> Required task
Copy out the listing exactly.
········
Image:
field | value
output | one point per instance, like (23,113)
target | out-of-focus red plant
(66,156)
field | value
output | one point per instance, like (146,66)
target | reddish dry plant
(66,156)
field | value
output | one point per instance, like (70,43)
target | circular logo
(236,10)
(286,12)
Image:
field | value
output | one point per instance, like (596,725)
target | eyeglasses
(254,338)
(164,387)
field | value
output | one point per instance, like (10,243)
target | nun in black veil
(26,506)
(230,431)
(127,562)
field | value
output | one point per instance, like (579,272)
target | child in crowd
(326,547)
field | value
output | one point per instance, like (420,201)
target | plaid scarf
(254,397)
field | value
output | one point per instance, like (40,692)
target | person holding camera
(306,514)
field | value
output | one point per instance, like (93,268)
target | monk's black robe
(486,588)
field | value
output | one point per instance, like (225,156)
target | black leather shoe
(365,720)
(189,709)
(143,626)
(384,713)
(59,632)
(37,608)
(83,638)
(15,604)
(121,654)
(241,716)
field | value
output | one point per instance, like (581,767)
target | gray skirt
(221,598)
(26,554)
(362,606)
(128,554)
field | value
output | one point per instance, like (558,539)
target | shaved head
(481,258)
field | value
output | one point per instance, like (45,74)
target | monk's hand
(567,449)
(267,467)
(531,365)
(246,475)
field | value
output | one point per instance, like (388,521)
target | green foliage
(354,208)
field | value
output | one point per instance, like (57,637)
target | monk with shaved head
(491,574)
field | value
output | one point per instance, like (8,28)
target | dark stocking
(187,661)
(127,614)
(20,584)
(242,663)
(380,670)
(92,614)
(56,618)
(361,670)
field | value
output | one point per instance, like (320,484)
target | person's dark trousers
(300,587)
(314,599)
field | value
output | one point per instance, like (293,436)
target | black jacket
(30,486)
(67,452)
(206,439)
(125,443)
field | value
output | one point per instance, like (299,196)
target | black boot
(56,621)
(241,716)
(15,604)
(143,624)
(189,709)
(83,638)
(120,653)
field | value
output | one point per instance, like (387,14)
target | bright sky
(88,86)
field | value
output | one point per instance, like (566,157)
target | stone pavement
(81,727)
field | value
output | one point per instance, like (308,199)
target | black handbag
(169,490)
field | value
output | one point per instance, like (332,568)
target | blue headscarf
········
> Written response
Image:
field | value
output | one point per instance, like (23,113)
target | out-of-focus red plant
(66,156)
field | value
output | one point per instance, like (146,66)
target | reddish dry plant
(66,156)
field | value
output | one point per instance, like (70,43)
target | circular logo
(236,10)
(286,12)
Image:
field | value
output | one point per instance, like (596,725)
target | eyeglasses
(254,338)
(164,387)
field | value
output | one point per instance, like (10,243)
target | nun in black veil
(26,506)
(230,431)
(127,562)
field | value
output | one point per instance, like (579,272)
target | child in crowd
(326,547)
field | value
output | one point per instance, like (420,201)
target | plaid scarf
(254,397)
field | value
output | one point per instance, like (40,692)
target | person holding camera
(306,514)
field | value
output | one point per instance, like (93,268)
target | monk's black robe
(486,588)
field | value
output | one point per instance, like (225,156)
target | black leather shoe
(365,720)
(189,709)
(143,626)
(384,713)
(59,632)
(37,608)
(83,638)
(15,604)
(121,654)
(241,716)
field | value
output | one point per instance, like (581,767)
target | gray skirt
(221,598)
(26,554)
(362,606)
(128,554)
field | value
output | one point per instance, like (558,539)
target | shaved head
(481,258)
field | value
output | one point per instance, like (45,74)
target | monk's hand
(567,449)
(267,467)
(531,365)
(246,475)
field | value
output | one point per instance, like (388,521)
target | green foliage
(354,208)
field | value
output | one point per instance, like (57,637)
target | monk with shaved head
(491,574)
field | value
output | one point per instance, like (8,28)
target | dark stocking
(187,661)
(127,614)
(20,584)
(242,663)
(380,670)
(92,614)
(56,618)
(361,670)
field | value
output | one point per instance, like (320,484)
target | person's dark trousers
(300,587)
(314,599)
field | value
output | one point per instance, like (293,436)
target | black jacket
(30,486)
(67,452)
(206,439)
(125,443)
field | value
output | one point per instance, like (299,196)
target | black boot
(56,621)
(241,716)
(15,604)
(143,624)
(189,709)
(83,638)
(120,653)
field | value
output | one point per instance, like (387,14)
target | bright sky
(88,86)
field | value
output | one point per instance, like (566,157)
target | stone pavement
(81,727)
field | value
output | one point per instance, like (308,199)
target | black handbag
(169,490)
field | value
output | one point per instance, like (332,568)
target | blue headscarf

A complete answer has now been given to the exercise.